*EXERCISE DETAILS*. Show each line of the rows below that contains the string "slice". Matching is case-sensitive.

* * *

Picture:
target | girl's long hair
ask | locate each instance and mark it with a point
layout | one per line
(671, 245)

* * *

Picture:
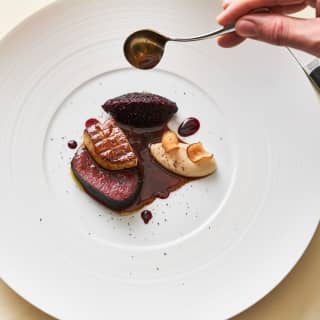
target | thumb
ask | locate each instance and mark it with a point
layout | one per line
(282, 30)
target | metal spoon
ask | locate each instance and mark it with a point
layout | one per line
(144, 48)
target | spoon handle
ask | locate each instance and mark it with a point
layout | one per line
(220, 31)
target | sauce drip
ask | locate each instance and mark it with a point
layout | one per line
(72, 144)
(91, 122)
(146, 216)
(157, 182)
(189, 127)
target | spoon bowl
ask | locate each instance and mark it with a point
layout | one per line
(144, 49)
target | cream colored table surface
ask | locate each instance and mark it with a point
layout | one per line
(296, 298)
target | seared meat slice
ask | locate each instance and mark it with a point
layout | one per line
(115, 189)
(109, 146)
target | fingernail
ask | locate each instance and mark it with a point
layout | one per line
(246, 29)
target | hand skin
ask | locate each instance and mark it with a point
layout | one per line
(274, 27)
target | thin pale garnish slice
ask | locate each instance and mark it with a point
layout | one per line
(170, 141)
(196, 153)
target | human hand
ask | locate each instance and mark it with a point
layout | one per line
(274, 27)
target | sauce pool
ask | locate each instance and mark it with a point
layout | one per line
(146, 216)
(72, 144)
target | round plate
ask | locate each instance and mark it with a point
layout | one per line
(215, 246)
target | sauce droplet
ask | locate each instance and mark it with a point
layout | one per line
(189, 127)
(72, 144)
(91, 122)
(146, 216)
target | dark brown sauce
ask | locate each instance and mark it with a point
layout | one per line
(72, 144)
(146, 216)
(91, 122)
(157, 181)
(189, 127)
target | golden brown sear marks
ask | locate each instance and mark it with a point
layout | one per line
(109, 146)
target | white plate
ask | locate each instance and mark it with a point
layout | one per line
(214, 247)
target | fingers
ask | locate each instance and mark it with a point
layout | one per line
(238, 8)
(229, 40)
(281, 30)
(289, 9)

* * *

*ANSWER FOR THIS EXERCISE*.
target | seared meat slice
target | thin pale garnish slice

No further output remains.